ABOUT THIS EXERCISE. Return all of the data exactly as given.
━━━━━ EXTRACTED ENTRIES
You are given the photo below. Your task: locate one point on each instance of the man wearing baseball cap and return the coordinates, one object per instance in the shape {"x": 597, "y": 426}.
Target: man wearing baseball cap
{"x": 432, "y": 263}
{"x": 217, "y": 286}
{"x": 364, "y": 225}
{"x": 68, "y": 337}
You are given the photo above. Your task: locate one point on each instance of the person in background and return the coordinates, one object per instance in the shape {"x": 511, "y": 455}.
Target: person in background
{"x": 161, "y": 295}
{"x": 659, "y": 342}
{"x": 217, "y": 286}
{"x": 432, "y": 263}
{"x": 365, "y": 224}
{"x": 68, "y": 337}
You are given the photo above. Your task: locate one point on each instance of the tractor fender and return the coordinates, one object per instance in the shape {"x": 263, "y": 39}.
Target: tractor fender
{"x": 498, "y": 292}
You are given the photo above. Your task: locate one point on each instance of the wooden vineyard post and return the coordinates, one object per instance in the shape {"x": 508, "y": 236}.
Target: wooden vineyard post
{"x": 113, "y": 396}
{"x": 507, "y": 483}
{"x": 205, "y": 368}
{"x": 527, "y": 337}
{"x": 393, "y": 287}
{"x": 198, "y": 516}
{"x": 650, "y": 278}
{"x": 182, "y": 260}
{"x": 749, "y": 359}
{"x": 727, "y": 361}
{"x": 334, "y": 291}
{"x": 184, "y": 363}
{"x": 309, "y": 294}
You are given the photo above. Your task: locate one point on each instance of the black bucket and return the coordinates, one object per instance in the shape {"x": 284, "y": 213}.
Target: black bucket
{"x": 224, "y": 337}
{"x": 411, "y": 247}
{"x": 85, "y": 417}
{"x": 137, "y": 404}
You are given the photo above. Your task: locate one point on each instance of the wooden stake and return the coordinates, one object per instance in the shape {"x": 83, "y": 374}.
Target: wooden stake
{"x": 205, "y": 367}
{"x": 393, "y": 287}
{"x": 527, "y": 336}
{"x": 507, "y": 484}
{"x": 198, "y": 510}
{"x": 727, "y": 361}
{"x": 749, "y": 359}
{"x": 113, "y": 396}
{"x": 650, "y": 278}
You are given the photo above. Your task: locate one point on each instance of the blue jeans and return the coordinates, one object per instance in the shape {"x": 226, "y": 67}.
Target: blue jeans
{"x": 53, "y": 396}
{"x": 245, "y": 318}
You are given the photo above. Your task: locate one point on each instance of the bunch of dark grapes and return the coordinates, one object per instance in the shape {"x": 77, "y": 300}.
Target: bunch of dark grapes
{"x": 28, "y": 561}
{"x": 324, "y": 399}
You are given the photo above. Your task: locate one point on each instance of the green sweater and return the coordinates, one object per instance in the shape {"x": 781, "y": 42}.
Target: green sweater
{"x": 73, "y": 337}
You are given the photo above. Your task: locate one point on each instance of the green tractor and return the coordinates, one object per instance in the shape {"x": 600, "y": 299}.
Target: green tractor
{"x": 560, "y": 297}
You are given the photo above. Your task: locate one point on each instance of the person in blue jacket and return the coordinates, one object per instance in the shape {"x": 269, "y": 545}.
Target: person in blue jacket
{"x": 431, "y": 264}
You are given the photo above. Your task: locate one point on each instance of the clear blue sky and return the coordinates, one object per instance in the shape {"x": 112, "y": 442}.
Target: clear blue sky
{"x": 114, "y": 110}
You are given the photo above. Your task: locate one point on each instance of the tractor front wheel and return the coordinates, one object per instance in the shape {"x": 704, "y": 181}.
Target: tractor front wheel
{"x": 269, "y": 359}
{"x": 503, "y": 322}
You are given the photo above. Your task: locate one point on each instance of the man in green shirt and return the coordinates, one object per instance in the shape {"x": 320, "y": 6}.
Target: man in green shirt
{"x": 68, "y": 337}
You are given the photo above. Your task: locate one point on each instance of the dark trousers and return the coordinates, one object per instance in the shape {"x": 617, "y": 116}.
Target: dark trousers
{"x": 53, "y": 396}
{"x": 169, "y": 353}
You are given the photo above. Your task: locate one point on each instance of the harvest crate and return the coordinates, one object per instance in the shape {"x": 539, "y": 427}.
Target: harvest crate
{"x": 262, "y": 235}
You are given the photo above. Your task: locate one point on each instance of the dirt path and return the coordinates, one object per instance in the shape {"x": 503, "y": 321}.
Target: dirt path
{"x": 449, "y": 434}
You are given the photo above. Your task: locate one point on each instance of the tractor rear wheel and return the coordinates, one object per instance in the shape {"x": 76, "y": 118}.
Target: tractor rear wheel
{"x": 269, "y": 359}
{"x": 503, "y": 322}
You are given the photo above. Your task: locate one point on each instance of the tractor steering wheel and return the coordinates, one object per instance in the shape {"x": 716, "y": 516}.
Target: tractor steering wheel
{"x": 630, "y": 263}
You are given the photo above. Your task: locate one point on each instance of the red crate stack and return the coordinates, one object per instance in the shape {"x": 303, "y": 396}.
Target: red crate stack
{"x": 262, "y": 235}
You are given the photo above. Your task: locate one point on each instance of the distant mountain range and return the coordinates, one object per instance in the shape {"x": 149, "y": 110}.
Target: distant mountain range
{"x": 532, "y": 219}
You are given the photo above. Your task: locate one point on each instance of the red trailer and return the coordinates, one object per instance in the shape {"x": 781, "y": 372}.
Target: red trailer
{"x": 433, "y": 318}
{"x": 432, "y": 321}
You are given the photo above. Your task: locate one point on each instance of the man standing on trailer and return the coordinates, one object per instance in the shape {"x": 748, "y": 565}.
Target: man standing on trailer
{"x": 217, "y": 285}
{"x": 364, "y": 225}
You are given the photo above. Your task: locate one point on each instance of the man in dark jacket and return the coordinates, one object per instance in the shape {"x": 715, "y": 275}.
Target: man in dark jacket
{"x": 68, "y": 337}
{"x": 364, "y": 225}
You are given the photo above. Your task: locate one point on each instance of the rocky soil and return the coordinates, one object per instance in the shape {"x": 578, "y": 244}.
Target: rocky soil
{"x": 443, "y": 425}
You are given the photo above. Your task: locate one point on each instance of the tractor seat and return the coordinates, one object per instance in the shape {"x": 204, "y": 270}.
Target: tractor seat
━━━━━━━━━━
EXERCISE RESULT.
You are given the photo below. Your task: locate one point on each instance of the man wearing baseball cap and return the coordinates, one object per instance in the shape {"x": 597, "y": 426}.
Target: man wearing baseball cap
{"x": 432, "y": 263}
{"x": 217, "y": 286}
{"x": 364, "y": 225}
{"x": 68, "y": 337}
You are given the photo above. Your task: locate one point on each instance of the person in background and return the coordinates, one object per instance in the shape {"x": 511, "y": 455}.
Target: person in background
{"x": 161, "y": 295}
{"x": 659, "y": 342}
{"x": 217, "y": 286}
{"x": 432, "y": 263}
{"x": 365, "y": 224}
{"x": 68, "y": 337}
You are given the photo above. Your task: locate one point on each instance of the tractor fender and return the coordinates, one object per instance in the shape {"x": 263, "y": 39}.
Target: tractor fender
{"x": 498, "y": 292}
You are given the photo above. Your task: locate one point on each instance of the wooden vineyard post and return the coordinates, one object per instance in the shape {"x": 508, "y": 236}.
Target: wooden vineyard post
{"x": 113, "y": 396}
{"x": 507, "y": 483}
{"x": 205, "y": 368}
{"x": 527, "y": 337}
{"x": 393, "y": 287}
{"x": 198, "y": 516}
{"x": 650, "y": 278}
{"x": 182, "y": 260}
{"x": 749, "y": 359}
{"x": 727, "y": 361}
{"x": 334, "y": 291}
{"x": 184, "y": 363}
{"x": 309, "y": 294}
You are given the photo above. Your task: locate one point on each instance of the black bucket and return the coordinates, one object per instance in the shape {"x": 284, "y": 213}.
Target: black bucket
{"x": 224, "y": 337}
{"x": 411, "y": 247}
{"x": 85, "y": 417}
{"x": 137, "y": 404}
You are given the photo above. Your task: locate one point on each instance of the wooden stake and return the coordinates, one object per instance in the shape {"x": 83, "y": 374}.
Target: wooden stake
{"x": 205, "y": 367}
{"x": 393, "y": 287}
{"x": 527, "y": 336}
{"x": 507, "y": 484}
{"x": 198, "y": 510}
{"x": 727, "y": 361}
{"x": 749, "y": 359}
{"x": 113, "y": 396}
{"x": 650, "y": 278}
You are given the photo above. Your task: locate one point on each instance of the blue jeans and return the coordinates, one object per instance in the shape {"x": 226, "y": 67}.
Target: blue jeans
{"x": 53, "y": 396}
{"x": 245, "y": 318}
You are given the photo above. Your task: locate one point on each instance of the bunch of dark grapes and return the coordinates, one object per instance in the shape {"x": 77, "y": 300}.
Target: bunch of dark grapes
{"x": 28, "y": 561}
{"x": 324, "y": 399}
You are given the photo above. Your task: locate one point on each instance of the green sweater and return the coordinates, one object per instance in the shape {"x": 781, "y": 42}.
Target: green sweater
{"x": 73, "y": 337}
You are given the photo above. Your task: locate one point on each instance of the green tractor and return the coordinates, one object per instance in the shape {"x": 600, "y": 299}.
Target: green tractor
{"x": 560, "y": 297}
You are given the photo above. Your task: locate one point on each instance of the person in blue jacket and return the coordinates, one object per instance in the shape {"x": 269, "y": 545}.
Target: person in blue jacket
{"x": 431, "y": 264}
You are given the photo above. Your task: locate one point on each instance of the clear blue sky and return the coordinates, one object per instance in the shape {"x": 112, "y": 442}.
Target: clear blue sky
{"x": 114, "y": 110}
You are given the photo above. Your task: locate one point on each instance of the tractor front wheel and return the coordinates, one object per instance in the shape {"x": 704, "y": 181}.
Target: tractor front wheel
{"x": 269, "y": 359}
{"x": 503, "y": 322}
You are given the photo above. Your task: locate one point on each instance of the man in green shirt and return the coordinates, one object per instance in the shape {"x": 320, "y": 6}.
Target: man in green shirt
{"x": 68, "y": 337}
You are given the photo above. Your task: locate one point on each instance of the dark trousers and return the coordinates, one object per instance in the shape {"x": 617, "y": 116}.
Target: dark trousers
{"x": 53, "y": 396}
{"x": 169, "y": 353}
You are given the photo above. Your task: locate one point on each instance of the harvest crate and return the coordinates, one object per instance in the shape {"x": 539, "y": 427}.
Target: harvest crate
{"x": 262, "y": 235}
You are given the photo above. Your task: locate one point on each instance of the dirt path and return the coordinates, one object per instance in the shape {"x": 503, "y": 321}.
Target: dirt path
{"x": 449, "y": 434}
You are given the photo above. Your task: locate one point on each instance of the tractor rear wheel and return the coordinates, one object per instance in the shape {"x": 76, "y": 118}.
Target: tractor rear wheel
{"x": 269, "y": 359}
{"x": 503, "y": 322}
You are given the photo above. Your task: locate one point on each instance of the tractor steering wheel and return the coordinates, one object per instance in the shape {"x": 716, "y": 516}.
Target: tractor steering wheel
{"x": 630, "y": 263}
You are given the photo above. Your task: locate one point on each instance of the red crate stack and return the coordinates, one object per instance in the shape {"x": 303, "y": 396}.
Target: red crate stack
{"x": 262, "y": 235}
You are given the photo above. Your task: locate one point on each instance of the distant mountain range and return the coordinates, one object per instance in the shape {"x": 149, "y": 110}.
Target: distant mountain range
{"x": 532, "y": 219}
You are given the photo above. Your task: locate one point on each instance of the red trailer and return the coordinates, one object per instance in the shape {"x": 781, "y": 372}.
Target: red trailer
{"x": 433, "y": 318}
{"x": 432, "y": 321}
You are given the photo above. Your task: locate one point on each instance of the man standing on trailer and return the coordinates, one object per instance in the shape {"x": 748, "y": 565}.
Target: man standing on trailer
{"x": 217, "y": 285}
{"x": 364, "y": 225}
You are given the photo above. Your task: locate one point on each instance of the man in dark jacket and return the coordinates, one object per instance in the shape {"x": 715, "y": 275}.
Target: man in dark jacket
{"x": 68, "y": 337}
{"x": 364, "y": 225}
You are given the photo above. Your task: locate one point on each instance of the rocky soil and return the coordinates, one object per instance in the shape {"x": 578, "y": 244}.
Target: rocky soil
{"x": 443, "y": 425}
You are given the photo above. Your task: locate one point on each instance of the tractor seat and return the coordinates, one object per instance in the shape {"x": 204, "y": 270}.
Target: tractor seat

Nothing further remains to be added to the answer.